§ WHAT YOU HAVE TO DO
Shift every coordinate in the answers by -14 and write out the listing below again, requests included, starting at the line that has "# test: pointer marks one dot per instance of the dry" and continuing through the end of the listing. Leave the pictures out.

*** MATERIAL

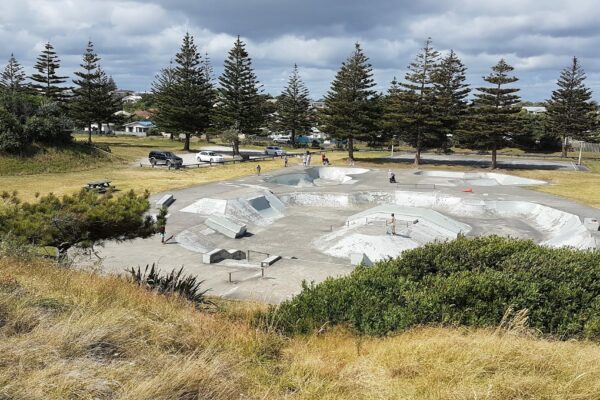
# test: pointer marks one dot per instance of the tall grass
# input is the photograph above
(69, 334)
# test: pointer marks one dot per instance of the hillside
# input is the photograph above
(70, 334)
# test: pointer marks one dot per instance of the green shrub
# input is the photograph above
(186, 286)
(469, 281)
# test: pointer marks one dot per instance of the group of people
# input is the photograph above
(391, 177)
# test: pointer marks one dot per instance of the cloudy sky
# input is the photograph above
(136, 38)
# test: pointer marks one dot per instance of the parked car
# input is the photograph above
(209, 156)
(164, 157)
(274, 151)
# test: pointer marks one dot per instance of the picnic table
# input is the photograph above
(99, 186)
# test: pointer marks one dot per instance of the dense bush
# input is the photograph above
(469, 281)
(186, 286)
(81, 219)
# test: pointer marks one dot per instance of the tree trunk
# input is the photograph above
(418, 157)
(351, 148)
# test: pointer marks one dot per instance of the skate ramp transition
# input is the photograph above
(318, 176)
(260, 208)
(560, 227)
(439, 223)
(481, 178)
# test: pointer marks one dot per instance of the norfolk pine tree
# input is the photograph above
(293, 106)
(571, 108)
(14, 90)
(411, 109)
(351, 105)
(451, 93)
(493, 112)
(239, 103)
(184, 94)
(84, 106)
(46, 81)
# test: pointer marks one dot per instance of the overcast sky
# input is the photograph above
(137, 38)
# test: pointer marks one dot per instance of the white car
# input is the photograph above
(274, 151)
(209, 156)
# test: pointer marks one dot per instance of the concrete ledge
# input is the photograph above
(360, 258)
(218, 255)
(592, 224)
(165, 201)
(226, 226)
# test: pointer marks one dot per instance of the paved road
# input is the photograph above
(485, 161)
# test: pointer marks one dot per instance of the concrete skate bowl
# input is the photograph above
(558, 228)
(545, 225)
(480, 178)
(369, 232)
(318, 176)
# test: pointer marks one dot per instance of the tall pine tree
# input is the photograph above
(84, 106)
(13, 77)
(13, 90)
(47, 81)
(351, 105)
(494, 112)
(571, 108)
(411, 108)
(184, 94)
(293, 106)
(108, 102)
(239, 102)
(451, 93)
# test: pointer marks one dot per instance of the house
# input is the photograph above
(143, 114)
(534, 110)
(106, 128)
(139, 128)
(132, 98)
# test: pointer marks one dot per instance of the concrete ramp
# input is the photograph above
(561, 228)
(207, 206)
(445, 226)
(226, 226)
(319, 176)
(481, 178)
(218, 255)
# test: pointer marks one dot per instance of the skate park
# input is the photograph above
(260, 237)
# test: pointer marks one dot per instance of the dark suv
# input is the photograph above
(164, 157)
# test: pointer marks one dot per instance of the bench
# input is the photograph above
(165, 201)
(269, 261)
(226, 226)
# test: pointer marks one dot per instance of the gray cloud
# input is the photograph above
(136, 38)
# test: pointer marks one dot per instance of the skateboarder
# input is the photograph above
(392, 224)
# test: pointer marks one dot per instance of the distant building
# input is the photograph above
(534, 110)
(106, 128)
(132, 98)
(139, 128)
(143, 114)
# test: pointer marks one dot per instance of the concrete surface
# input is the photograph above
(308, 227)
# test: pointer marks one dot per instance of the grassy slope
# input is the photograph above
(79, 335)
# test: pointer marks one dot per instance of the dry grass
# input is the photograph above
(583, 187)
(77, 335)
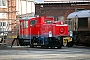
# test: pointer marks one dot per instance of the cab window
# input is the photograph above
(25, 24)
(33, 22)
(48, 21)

******

§ CORRECT RESPONSE
# test: pointer marks one dot per instance of the dry grass
# input is the photograph above
(569, 173)
(63, 321)
# test: pointer marks one dot per instance of the cab window
# input is the photograph above
(11, 10)
(19, 8)
(34, 7)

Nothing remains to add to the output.